[begin Listed entries]

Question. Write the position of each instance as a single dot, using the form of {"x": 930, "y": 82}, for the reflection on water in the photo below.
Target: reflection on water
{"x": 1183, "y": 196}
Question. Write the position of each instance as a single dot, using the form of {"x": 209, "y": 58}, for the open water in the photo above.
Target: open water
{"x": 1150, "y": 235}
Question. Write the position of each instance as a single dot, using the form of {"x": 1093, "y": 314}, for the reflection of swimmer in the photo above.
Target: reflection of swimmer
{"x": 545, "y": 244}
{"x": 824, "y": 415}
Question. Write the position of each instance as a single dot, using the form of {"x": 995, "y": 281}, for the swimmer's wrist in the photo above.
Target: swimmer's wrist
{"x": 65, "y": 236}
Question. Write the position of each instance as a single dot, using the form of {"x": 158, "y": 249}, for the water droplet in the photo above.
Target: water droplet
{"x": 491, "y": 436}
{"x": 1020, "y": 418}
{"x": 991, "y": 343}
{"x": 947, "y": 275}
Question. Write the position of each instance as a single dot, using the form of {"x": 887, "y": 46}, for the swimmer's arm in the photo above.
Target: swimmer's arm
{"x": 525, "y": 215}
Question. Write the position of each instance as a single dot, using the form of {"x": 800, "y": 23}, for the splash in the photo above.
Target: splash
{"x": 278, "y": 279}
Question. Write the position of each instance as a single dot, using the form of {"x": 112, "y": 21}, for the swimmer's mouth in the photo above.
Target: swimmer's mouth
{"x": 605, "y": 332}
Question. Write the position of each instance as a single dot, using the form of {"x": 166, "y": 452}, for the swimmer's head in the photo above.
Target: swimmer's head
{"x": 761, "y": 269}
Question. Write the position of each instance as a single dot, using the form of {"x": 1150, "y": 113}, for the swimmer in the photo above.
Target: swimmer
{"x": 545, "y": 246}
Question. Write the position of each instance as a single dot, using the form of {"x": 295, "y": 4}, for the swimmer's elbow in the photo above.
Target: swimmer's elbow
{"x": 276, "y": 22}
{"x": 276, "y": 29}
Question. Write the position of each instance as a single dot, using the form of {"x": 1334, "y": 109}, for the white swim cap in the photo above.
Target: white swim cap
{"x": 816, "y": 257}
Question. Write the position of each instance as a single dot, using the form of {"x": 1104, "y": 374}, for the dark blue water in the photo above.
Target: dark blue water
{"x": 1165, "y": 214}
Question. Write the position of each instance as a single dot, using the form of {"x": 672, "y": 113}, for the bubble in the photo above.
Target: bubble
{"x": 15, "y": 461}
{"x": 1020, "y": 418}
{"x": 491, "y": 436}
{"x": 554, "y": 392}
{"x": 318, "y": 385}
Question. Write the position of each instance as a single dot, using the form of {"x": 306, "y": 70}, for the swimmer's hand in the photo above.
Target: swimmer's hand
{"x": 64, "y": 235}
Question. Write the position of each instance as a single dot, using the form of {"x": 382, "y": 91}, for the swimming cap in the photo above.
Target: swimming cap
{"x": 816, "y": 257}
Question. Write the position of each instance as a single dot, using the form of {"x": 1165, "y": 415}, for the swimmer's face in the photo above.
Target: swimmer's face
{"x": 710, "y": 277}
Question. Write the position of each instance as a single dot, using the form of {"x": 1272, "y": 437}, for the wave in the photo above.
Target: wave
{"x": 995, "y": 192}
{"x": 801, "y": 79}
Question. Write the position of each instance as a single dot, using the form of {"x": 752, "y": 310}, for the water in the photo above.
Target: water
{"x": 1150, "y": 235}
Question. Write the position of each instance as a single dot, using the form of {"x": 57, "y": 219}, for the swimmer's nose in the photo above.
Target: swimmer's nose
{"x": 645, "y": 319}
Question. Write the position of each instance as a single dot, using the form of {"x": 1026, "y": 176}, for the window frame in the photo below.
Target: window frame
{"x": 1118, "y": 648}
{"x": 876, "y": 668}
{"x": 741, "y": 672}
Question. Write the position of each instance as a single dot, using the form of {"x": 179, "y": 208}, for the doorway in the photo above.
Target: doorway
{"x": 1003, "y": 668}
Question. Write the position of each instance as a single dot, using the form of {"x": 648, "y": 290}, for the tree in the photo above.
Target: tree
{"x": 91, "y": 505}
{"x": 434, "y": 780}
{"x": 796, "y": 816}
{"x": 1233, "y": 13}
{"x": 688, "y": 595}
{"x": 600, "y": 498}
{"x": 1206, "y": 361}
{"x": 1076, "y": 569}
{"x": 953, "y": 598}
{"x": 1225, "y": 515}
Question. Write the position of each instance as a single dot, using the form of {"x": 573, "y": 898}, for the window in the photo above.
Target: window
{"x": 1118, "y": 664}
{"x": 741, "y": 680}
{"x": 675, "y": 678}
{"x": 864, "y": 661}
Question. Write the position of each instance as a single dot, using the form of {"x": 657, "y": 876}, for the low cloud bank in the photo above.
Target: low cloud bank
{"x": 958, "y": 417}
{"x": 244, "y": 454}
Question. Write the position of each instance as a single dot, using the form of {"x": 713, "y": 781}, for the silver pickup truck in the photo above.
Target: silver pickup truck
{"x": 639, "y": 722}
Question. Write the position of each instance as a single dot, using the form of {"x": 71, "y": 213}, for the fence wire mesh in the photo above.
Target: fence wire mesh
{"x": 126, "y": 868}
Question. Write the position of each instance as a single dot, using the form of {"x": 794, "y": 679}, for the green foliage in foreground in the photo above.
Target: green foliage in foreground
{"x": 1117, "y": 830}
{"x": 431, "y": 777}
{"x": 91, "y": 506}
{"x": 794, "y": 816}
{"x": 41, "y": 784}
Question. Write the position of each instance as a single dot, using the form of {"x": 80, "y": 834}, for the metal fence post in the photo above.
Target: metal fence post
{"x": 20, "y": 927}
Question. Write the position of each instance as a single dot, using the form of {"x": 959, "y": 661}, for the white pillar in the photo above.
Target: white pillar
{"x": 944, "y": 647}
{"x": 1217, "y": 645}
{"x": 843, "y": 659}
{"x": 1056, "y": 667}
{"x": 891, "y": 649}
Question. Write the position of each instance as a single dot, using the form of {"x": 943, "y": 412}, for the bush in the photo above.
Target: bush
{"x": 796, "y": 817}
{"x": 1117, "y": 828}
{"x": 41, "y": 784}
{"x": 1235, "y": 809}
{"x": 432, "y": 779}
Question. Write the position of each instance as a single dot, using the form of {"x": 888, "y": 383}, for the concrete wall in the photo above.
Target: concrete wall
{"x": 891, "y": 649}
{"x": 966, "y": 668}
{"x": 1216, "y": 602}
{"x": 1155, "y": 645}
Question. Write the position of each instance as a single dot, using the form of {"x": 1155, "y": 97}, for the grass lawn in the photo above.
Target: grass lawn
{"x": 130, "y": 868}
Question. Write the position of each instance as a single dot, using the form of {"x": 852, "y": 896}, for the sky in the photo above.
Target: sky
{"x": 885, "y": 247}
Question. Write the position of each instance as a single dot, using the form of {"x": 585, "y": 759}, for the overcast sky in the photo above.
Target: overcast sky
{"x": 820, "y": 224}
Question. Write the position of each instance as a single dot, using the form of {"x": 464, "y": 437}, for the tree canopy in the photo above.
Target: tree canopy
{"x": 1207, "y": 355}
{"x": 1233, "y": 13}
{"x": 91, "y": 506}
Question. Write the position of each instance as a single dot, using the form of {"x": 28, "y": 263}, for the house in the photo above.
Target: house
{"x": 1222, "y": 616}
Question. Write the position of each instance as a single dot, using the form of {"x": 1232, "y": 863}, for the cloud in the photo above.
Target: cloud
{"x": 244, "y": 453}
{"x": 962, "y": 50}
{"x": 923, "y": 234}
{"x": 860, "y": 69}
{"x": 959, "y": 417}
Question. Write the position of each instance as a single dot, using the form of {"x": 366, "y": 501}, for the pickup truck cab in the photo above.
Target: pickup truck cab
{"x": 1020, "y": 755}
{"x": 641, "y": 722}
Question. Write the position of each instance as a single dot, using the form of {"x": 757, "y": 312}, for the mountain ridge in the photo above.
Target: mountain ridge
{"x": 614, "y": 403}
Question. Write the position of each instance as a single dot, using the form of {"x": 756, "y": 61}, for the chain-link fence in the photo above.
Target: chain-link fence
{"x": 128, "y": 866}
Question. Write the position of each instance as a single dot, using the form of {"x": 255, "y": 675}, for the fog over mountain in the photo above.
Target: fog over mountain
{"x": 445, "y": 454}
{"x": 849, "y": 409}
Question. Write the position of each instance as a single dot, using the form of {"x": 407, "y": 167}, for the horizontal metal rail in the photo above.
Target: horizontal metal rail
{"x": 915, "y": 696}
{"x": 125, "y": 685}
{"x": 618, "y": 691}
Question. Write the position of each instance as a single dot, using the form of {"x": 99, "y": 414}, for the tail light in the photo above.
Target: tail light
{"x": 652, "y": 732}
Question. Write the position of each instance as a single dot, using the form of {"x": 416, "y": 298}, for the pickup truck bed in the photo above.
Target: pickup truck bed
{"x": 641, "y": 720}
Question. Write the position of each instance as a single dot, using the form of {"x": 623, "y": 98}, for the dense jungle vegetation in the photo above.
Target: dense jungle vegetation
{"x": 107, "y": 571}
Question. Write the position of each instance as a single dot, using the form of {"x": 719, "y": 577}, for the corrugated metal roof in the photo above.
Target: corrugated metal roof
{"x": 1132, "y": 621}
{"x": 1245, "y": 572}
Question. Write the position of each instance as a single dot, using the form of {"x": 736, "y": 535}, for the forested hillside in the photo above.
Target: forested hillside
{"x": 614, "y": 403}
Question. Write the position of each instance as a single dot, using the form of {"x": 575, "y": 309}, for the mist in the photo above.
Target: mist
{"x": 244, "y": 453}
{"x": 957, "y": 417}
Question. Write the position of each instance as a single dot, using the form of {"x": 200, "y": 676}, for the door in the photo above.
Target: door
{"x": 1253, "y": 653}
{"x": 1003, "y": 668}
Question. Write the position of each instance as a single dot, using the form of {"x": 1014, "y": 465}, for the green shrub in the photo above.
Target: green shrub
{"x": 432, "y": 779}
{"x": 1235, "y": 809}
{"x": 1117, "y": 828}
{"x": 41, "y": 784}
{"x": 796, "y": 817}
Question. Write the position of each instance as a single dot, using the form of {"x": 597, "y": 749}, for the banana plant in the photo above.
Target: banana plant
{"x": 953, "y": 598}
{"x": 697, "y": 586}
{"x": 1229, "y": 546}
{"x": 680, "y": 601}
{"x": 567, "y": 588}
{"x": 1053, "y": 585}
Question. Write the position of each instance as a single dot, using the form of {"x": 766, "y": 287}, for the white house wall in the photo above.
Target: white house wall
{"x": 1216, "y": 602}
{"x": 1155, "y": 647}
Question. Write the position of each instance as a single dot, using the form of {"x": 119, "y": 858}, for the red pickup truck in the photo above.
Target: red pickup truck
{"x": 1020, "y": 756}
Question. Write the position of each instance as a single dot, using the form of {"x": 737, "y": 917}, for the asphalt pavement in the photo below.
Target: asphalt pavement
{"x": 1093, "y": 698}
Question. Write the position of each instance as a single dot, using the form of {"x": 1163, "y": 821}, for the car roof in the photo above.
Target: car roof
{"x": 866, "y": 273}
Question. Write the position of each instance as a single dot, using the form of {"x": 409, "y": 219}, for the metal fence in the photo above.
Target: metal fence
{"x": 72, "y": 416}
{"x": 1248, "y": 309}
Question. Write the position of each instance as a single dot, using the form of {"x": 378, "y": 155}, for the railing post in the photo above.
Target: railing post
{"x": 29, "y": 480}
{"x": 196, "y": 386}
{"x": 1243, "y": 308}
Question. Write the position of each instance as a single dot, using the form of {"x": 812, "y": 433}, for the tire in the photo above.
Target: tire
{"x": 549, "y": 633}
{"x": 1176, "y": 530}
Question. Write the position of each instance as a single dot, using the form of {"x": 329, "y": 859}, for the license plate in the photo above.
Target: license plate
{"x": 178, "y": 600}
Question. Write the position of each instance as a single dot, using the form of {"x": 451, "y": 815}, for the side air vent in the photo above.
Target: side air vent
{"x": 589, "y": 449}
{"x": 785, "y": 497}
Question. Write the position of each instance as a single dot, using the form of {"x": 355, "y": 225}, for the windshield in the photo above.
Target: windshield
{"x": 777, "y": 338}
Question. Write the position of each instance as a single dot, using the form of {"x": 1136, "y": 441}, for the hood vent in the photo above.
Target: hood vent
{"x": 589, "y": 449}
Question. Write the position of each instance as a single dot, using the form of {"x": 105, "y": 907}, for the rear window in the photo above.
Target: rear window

[end Listed entries]

* _Instruction_: Write the lines out exactly, from the one with "railing post in the photo above." down to the last line of the listing, and leave out all others.

* _Full answer_:
Question. Write the position of each instance as a single dot, using the form of {"x": 378, "y": 155}, for the railing post in the photo above.
Target: railing post
{"x": 29, "y": 480}
{"x": 196, "y": 386}
{"x": 1243, "y": 308}
Question. Write the position of each instance as a single dot, using the form of {"x": 812, "y": 433}, for the tire in the photo above.
Target: tire
{"x": 549, "y": 633}
{"x": 1176, "y": 530}
Question. Write the position of each instance as a single dot, using the form of {"x": 329, "y": 859}, for the license plate in the photo above.
Target: license plate
{"x": 178, "y": 600}
Question. Write the position of each instance as a single dot, using the form of {"x": 451, "y": 815}, for the side air vent in the photo above.
Target: side air vent
{"x": 589, "y": 449}
{"x": 785, "y": 497}
Question. Write the position of each instance as a single dot, using the form of {"x": 355, "y": 225}, for the windshield in the photo above.
Target: windshield
{"x": 777, "y": 338}
Question. Write the position of each instance as a single dot, using the form of {"x": 1136, "y": 441}, for the hood vent in the photo above.
Target: hood vent
{"x": 589, "y": 449}
Question. Write the position of each instance as a single dot, using the form of {"x": 105, "y": 907}, for the rear window in the photo above.
Target: rear window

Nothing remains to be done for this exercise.